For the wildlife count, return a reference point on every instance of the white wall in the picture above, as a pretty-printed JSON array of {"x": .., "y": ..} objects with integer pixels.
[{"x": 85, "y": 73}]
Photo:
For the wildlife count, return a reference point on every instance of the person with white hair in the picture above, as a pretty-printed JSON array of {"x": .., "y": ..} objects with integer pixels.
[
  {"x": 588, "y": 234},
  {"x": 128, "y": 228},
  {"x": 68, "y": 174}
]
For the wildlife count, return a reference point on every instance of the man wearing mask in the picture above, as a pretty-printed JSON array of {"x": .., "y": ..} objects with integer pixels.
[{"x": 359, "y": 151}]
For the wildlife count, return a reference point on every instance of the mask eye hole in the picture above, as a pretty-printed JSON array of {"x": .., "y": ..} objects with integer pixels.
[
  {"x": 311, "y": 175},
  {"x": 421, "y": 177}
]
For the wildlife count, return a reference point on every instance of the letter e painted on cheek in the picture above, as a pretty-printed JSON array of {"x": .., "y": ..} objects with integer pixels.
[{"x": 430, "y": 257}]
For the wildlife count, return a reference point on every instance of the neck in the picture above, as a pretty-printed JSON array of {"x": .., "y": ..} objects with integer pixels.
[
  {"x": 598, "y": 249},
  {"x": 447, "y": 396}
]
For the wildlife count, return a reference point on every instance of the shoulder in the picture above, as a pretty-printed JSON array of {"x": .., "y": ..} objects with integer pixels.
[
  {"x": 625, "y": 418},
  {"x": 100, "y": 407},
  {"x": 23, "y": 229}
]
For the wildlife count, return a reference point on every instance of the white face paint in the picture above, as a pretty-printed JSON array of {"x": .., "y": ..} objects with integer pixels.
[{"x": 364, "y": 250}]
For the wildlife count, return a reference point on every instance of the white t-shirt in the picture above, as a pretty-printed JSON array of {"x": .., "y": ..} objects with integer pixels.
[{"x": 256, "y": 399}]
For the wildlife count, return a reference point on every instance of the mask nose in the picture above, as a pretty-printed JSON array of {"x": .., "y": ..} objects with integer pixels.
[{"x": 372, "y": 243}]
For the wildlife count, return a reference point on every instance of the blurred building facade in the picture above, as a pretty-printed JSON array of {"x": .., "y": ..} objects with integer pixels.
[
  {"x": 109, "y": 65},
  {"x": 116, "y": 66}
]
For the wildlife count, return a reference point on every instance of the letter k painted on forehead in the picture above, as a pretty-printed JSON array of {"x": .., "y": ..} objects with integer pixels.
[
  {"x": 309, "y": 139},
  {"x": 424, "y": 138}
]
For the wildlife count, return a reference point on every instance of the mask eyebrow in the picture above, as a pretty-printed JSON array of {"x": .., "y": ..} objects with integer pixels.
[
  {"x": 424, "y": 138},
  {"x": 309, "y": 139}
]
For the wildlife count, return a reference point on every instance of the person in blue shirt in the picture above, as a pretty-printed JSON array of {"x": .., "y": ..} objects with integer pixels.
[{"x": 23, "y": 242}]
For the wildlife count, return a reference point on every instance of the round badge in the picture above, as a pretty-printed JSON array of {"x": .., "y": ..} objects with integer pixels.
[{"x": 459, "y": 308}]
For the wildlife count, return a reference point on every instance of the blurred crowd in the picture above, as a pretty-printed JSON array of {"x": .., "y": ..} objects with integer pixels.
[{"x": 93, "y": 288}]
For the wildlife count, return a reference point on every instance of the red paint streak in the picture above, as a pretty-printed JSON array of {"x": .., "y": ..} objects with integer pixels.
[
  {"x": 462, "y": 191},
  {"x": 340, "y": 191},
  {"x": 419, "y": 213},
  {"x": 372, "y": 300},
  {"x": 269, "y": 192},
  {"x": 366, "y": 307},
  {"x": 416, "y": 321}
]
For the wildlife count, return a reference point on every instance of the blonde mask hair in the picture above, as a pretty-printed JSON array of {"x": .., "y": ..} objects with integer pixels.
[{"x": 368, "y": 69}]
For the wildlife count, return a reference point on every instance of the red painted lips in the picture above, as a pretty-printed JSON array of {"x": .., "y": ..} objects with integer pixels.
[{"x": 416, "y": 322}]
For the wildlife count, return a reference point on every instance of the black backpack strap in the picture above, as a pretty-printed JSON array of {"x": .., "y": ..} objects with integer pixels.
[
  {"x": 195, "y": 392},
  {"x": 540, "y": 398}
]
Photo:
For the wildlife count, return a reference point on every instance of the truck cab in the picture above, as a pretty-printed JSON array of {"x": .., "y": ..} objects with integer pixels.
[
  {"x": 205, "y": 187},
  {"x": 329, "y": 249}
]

§

> [Task details]
Transcribe the whole listing with nothing added or left out.

> [The reply]
For the wildlife count, return a reference point on every instance of the white wall in the picture above, as a pretty-printed JSON array of {"x": .., "y": ..} objects with integer pixels.
[{"x": 85, "y": 73}]
Photo:
For the wildlife count, return a reference point on every instance of the person with white hair in the picture above, as a pretty-printed JSON array of {"x": .., "y": ..} objects with integer pixels.
[
  {"x": 588, "y": 234},
  {"x": 128, "y": 228},
  {"x": 68, "y": 174}
]
For the wildlife count, return a reference point on every instance of the man wearing mask in the picture above, as a pretty-printed JSON array of {"x": .., "y": ..} objects with integer pixels.
[{"x": 359, "y": 151}]
For the wildlife count, return a reference point on every instance of the mask eye hole in the picture above, as a pretty-printed JSON array of {"x": .., "y": ..} objects with integer pixels.
[
  {"x": 311, "y": 175},
  {"x": 421, "y": 177}
]
For the wildlife count, return a reference point on every instance of the letter e painted on cheek in the picture above, as a pretty-printed JSON array of {"x": .., "y": ..} objects with integer pixels.
[{"x": 430, "y": 257}]
For the wildlife count, return a reference point on every instance of the neck in the picture above, as a pretty-printed JSON array of {"x": .., "y": ..} objects with integer pixels.
[
  {"x": 598, "y": 249},
  {"x": 447, "y": 396}
]
For the wildlife count, return a reference point on every instance of the shoulder in the picture above, as a pretty-printed JSON array of {"x": .., "y": ..} objects with integer pixels.
[
  {"x": 625, "y": 418},
  {"x": 100, "y": 407},
  {"x": 23, "y": 229}
]
For the wildlife count, return a reference point on every instance of the white face paint in the picture above, as a pretty-printed JSON array of {"x": .., "y": ..} objects with integer pixels.
[{"x": 364, "y": 250}]
For the wildlife count, return a reference point on every instance of the white t-shirt in the picture above, as a pretty-printed JSON array of {"x": .., "y": ..} objects with integer pixels.
[{"x": 256, "y": 399}]
For the wildlife count, return a reference point on every instance of the mask nose in the picture above, as a pretty-printed JSON array of {"x": .., "y": ..} objects with integer pixels.
[{"x": 372, "y": 243}]
For the wildlife count, return a reference point on every instance of the blurred building facade in the picture above, as a pretty-printed JSON array of {"x": .., "y": ..} objects with integer pixels.
[
  {"x": 109, "y": 65},
  {"x": 116, "y": 66}
]
For the wildlife count, return a reference point on every instance of the letter k painted on forehead in the picture above, as a pretty-printed JSON array of {"x": .., "y": ..} objects with integer pixels.
[
  {"x": 309, "y": 139},
  {"x": 424, "y": 138}
]
For the wildlife count, return a reference point on every instance of the mask eyebrow in the picture above, as a pretty-printed JSON array of {"x": .., "y": ..} objects with integer pixels.
[
  {"x": 424, "y": 138},
  {"x": 309, "y": 139}
]
For the wildlife count, return a reference point on every instance of the person in blue shirt in the picture above, as a pretty-printed JSON array of {"x": .., "y": ..} objects with integer pixels.
[{"x": 23, "y": 242}]
For the wildlife count, return a reference point on every instance of the round badge in the picture above, as a pretty-printed JSON array of {"x": .., "y": ..} objects with integer pixels.
[{"x": 459, "y": 308}]
For the wildlife count, return a reference point on every instance of the blurred crowd in the picture above, as a pretty-printed JSON array of {"x": .., "y": ..} objects with integer pixels.
[{"x": 93, "y": 288}]
For the wildlife count, return a reference point on every instance of the red paint streak in the picture above, as a pretty-printed JSON array of {"x": .., "y": ..} objects with integer pixels.
[
  {"x": 462, "y": 191},
  {"x": 340, "y": 191},
  {"x": 419, "y": 213},
  {"x": 372, "y": 300},
  {"x": 269, "y": 192},
  {"x": 366, "y": 307},
  {"x": 416, "y": 321}
]
For the wildlife count, return a reference point on every instance of the blonde mask hair in the picture above, as a pretty-printed JSON array of {"x": .., "y": ..} objects with integer pixels.
[{"x": 368, "y": 69}]
For the wildlife count, return a reference point on every instance of the red painted lips in the picture above, as a pretty-printed JSON array of {"x": .., "y": ..} objects with integer pixels.
[{"x": 416, "y": 322}]
For the wildlife count, return a reference point on every instance of the black backpack strap in the picture above, as a pretty-printed JSON array of {"x": .., "y": ..} objects with integer pixels.
[
  {"x": 195, "y": 392},
  {"x": 540, "y": 398}
]
Photo:
For the wildlife count, return a reference point on every instance of the truck cab in the picture above, as a pretty-printed JSON array of {"x": .., "y": ..} objects with integer pixels.
[
  {"x": 205, "y": 187},
  {"x": 329, "y": 249}
]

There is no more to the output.